## Tasks for this exercise
**A.** Answer these questions using the passage on NAS evolution:
(i) In what form was high availability first added to NAS systems?
(ii) Which company developed the "Haystack" solution?
(iii) Up to how many cores can Solaris natively leverage?
**B.** Resume the passage on NAS evolution after its last sentence and continue writing it.

## Document segment
--*--

Change is being forced on NAS because its use cases are changing. The traditional file server use case is only part of the story now and even that has changed significantly over the past few years. In the mid to late 90‘s when the NAS concept first began to take hold, a file server consisted of a relatively small number, by today’s standards, of files to a small number of users. The volume however was enough to justify the move from using a general purpose to a dedicated operating system to serve files.

Initially, NAS systems were customized or modified file systems designed to run as a stand alone instance. There was high degree of customization at the NAS OS level, and the hardware used was often custom as well. 

Later, as the systems matured and were used in more demanding enterprise environments, high availability was added in the form of two-node clusters. This was implemented with either two nodes attached to the same storage or as two separate NAS systems that had the ability to assume the other’s identity in the case of a failure.

As the performance capabilities of the stand alone NAS systems ‘rode the Intel wave’, albeit with a lag due to the hardware release cycles of the NAS vendors, the NAS use case began to move beyond simple file serving. And, NFS-mounted application data became a reality. That started with Oracle data being served successfully from NFS volumes and then other applications moved their data to NFS. This brought good performance and greatly simplified management to these data sets.

In recent years, using NAS via NFS to serve virtual machine images in server virtualization environments has become very popular. Similar to the Oracle use case, the systems performed surprisingly well and greatly simplified the storage management challenges that server administrators were facing. These virtual server images could be managed as large files. Nexenta and a handful of NAS vendors have written to the APIs of the leading virtualization vendors in order to enable storage administrators to establish per VM storage policies and some allow for the use of the NAS for cloning and other tasks that perform better at the storage layer than on the virtualization hosts. 

Needless to say in recent years the original NAS use case, file serving, has evolved significantly. First, the size and number of user-generated files has exploded. Even the smallest of data centers is now dealing with millions of files and larger data centers are dealing with billions. Also, with the growth in cloud storage and web 2.0 services, web technology based solutions have been developed by these technically advanced users that extend the capabilities and improve the manageability of traditional NAS architectures. A notable example of this trend is the ‘Haystack’ solution developed by Facebook to improve the performance and management of their NAS, allowing them to confidently substitute OpenStorage ‘bricks’ for their remaining proprietary NAS solutions.

Finally, NAS systems have evolved beyond just providing file sharing services. These systems first added the capability to provide block based storage via iSCSI and then eventually supported fiber channel protocols. After block I/O capability, NAS systems then started adding other services like compression, deduplication and automated data tiering (moving data based on access patterns to different classes of storage).

This ever-increasing workload has caused some management and scalability concerns for the single-system NAS solution particularly as many NAS solutions were not designed with today’s multi-core processors and relatively inexpensive Solid State Disks (SSD) in mind. For example, while disk drive I/O has increased slightly since NAS solutions reached enterprise adoption 15 years ago, processor, SSD and even Ethernet price/performance have increased by between 700 and 800 times. It is not surprising that solutions designed 15 years ago cannot easily scale to take advantage of these changes. Conversely modern file systems like ZFS based solutions were designed to leverage the multi-core capabilities of Solaris (able to natively leverage up to 256 cores) the same cannot be said of many now dated NAS solutions.

--*--

## Data segment
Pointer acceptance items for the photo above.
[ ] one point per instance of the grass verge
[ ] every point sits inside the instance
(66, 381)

--*--

## Results for the exercise
**A.**
(i) Two-node clusters
(ii) Facebook
(iii) 256

**B.**
Once the maximum performance or capacity of the individual NAS has been reached the storage manager is forced to either upgrade that system or add an additional system. With the upgrade option there is potential disruption and cost, although many NAS providers today can allow the data to stay in place and simply connect the drives into the new NAS head. However, almost all vendors require the customer to purchase any additional capacity from that vendor. When an additional NAS is added, it must typically be individually provisioned as needed. The result, over time, can be a proliferation of NAS solutions with some enterprises having 500 or more instances, all of which must be managed and provisioned in concert to provide storage services to the enterprise.

The inherent management and performance limitations to vertical scaling NAS solutions have lead many to consider a more clustered or grid approach in order to achieve scale. There are two horizontal scaling methodologies available for consideration. The first is a ‘tightly coupled’ cluster where each node is dependent on the other and data is striped across the nodes in the cluster via the use of a clustered file system. In this configuration performance scales as capacity is added to the systems, via additional nodes. This type of cluster does well in high bandwidth type of operations where large files are being accessed simultaneously. In this use case the large files can be served up by multiple nodes simultaneously. As a result, there is less of a concern around a single node in the environment becoming bottlenecked.

A downside to a tightly coupled cluster is the initial and ongoing investment requirements of the cluster itself. First, in most cases there is a minimum initial number of nodes that must be purchased to build the cluster and to support some sort of data protection scheme. That minimum number is, in many cases, three nodes, sometime six. As a result, it’s hard to start small in these environments.

The second challenge with tightly coupled cluster is there is a very tight integration between the nodes and the underlying technology has almost always been proprietary. Open source and standards based solutions such as pNFS have yet to gain wide acceptance. The proprietary nature of these solutions means that the choice to scale with such a technology means a level of vendor commitment that many enterprises refuse to make in the rest of their IT stack.

The other downside of some tightly coupled cluster running a scale out file system is that while such solutions work well on large files they often perform less well on smaller files. These clusters typically use a meta data file server which is used to direct the reads and writes appropriately and accessing this meta data server becomes a significant ‘I/O tax’ when the files are small. There are some tightly coupled clusters that overcome this challenge by spreading the meta data load across the cluster.

Finally, a clustered solution can further limit the management flexibility of the solution.  For example the nodes in the cluster must typically be identical in processor type and often in capacity configuration. For example, you can’t mix a node with four 1TB drives with an existing set of nodes with four 500GB drives without suffering a loss in capacity.  In addition, these clusters require a special purpose internal network for the cluster itself. Often this is a separate IP network, although clusters also can use other interconnect protocols like Infiniband.

The other option is the ‘loosely coupled cluster’. In this configuration, nodes act independently of each other and the management of the nodes is centrally controlled. The goal in loosely coupled clustering is to reduce the management burden so that enterprises with dozens or even hundreds of NAS solutions can manage them all at a higher level, from a central solution.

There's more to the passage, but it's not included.